» **Given text**
[Start of section]

Resource links provided by the National Library of Medicine

MedlinePlus related topics: Pneumonia

Treatment Group A
Patients admitted for pneumonia whose MRSA nasal swab is negative for MRSA, and empiric vancomycin is discontinued within 24 hours of the MRSA nasal swab results being documented in the electronic health record.
Treatment Group B
Patients admitted for pneumonia whose empiric vancomycin is continued for ≥24 hours after electronic health record documentation of negative MRSA nasal swab results.

Primary Outcome Measures :
  1. Rate of Clinical Improvement [ Time Frame: Evaluation will be completed 48 hours after 7 days of antibiotic therapy for pneumonia. ]

    Rate of clinical improvement following 7 days of antibiotic therapy for pneumonia. Clinical improvement rate is defined as the percentage of patients who had clinical documentation of improvement or resolution of all clinical signs and symptoms of pneumonia present at the time of pneumonia diagnosis.

    • Afebrile: Temperature <38.0ºC or <100.4ºF
    • Improvement of respiratory symptoms and signs per clinical documentation: cough, dyspnea, tachypnea, purulent sputum, increase respiratory secretions, increased suctioning requirements
    • White blood count (WBC) trending down by at least 25%, or when baseline was≤ 15,000 mm3, or return to the normal values
    • Less oxygen supplementation and ventilation
    • Chest radiographic improvement per radiologist report (e.g. infiltrate, consolidation or cavitation)

[End of section]

» **Task statement**
Transcribe the part of the pneumonia study text that begins at the words "Treatment Group A" and stops after "of pneumonia diagnosis.".

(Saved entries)
[Start of section]

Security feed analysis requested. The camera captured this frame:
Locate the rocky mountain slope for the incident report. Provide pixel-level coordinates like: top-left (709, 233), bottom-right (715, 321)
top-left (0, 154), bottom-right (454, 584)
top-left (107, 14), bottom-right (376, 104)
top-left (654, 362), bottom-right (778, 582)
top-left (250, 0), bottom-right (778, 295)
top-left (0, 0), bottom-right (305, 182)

[End of section]

» **Answer section**
Treatment Group A
Patients admitted for pneumonia whose MRSA nasal swab is negative for MRSA, and empiric vancomycin is discontinued within 24 hours of the MRSA nasal swab results being documented in the electronic health record.
Treatment Group B
Patients admitted for pneumonia whose empiric vancomycin is continued for ≥24 hours after electronic health record documentation of negative MRSA nasal swab results.

Primary Outcome Measures :
  1. Rate of Clinical Improvement [ Time Frame: Evaluation will be completed 48 hours after 7 days of antibiotic therapy for pneumonia. ]

    Rate of clinical improvement following 7 days of antibiotic therapy for pneumonia. Clinical improvement rate is defined as the percentage of patients who had clinical documentation of improvement or resolution of all clinical signs and symptoms of pneumonia present at the time of pneumonia diagnosis.